# TASK DESCRIPTION
Set down, please, exactly the lines below that run from the line with "Target: distant tree" to the line with "task | mark one point on each instance of the air", both lines included.

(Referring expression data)

= = = = =

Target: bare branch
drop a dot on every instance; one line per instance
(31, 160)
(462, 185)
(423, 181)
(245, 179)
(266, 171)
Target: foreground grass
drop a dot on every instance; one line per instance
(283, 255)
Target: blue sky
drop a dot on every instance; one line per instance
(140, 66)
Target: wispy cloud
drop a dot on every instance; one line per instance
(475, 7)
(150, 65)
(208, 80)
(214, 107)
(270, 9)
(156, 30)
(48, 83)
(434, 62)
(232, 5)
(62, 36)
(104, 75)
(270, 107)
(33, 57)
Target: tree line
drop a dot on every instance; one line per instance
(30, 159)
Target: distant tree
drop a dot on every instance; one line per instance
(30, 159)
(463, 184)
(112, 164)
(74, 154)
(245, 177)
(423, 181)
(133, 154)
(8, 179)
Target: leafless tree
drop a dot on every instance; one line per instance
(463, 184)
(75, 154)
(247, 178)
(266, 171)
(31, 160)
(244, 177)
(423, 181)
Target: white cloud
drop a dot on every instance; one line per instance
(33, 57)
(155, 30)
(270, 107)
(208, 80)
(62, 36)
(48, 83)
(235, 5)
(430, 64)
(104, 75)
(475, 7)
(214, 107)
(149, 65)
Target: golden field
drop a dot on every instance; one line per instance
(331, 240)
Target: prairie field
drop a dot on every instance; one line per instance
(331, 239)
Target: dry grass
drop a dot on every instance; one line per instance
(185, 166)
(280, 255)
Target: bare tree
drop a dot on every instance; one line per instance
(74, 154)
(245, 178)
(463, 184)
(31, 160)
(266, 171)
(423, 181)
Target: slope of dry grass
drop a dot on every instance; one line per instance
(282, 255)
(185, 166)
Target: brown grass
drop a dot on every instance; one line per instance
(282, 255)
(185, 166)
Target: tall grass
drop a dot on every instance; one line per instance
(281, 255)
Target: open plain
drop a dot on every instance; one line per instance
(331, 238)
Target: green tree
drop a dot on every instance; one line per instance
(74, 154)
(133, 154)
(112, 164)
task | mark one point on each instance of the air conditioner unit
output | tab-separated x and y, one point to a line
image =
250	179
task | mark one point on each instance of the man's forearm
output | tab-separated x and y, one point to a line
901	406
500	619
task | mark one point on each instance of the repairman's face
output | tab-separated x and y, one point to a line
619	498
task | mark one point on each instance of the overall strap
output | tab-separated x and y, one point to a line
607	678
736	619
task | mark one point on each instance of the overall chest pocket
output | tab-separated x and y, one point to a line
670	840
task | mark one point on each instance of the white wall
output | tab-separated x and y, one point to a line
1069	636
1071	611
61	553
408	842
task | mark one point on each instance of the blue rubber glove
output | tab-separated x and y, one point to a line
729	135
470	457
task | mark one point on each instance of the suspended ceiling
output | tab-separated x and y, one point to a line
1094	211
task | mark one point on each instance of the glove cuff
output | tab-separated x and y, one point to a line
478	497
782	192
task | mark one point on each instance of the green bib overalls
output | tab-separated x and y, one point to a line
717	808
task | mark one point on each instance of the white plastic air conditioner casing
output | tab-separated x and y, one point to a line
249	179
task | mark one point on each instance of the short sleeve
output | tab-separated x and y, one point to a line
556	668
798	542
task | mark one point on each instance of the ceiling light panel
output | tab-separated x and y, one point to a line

= = = = =

# RESPONSE
Target: distant tree
drop a dot on every instance; one line per instance
(30, 159)
(463, 184)
(112, 164)
(74, 154)
(245, 177)
(423, 181)
(133, 154)
(8, 179)
Target: leafless tree
drop a dot on every instance; one line per instance
(463, 184)
(75, 154)
(247, 178)
(266, 171)
(31, 160)
(244, 177)
(423, 181)
Target: white cloud
drop a dot on every instance; one line per instance
(33, 57)
(155, 30)
(270, 107)
(208, 80)
(62, 36)
(48, 83)
(235, 5)
(430, 64)
(104, 75)
(475, 7)
(214, 107)
(149, 65)
Target: golden field
drop a dot on every instance; one line per instance
(331, 240)
Target: prairie field
drop a dot on every instance; one line per instance
(331, 239)
Target: dry grass
drop a dot on every instance; one line per instance
(185, 166)
(280, 255)
Target: bare tree
drop a dot on every instance; one line per instance
(74, 154)
(245, 178)
(463, 184)
(31, 160)
(266, 171)
(423, 181)
Target: slope of dry grass
drop a dot on every instance; one line per instance
(282, 255)
(185, 166)
Target: brown grass
drop a dot on every instance; one line per instance
(282, 255)
(185, 166)
Target: tall grass
drop a dot on every instance; one line per instance
(281, 255)
Target: open plain
drop a dot on every instance; one line per instance
(331, 238)
Target: green tree
drop a dot on every instance; one line per instance
(74, 154)
(133, 154)
(112, 164)
task | mark one point on each instance of the air conditioner unit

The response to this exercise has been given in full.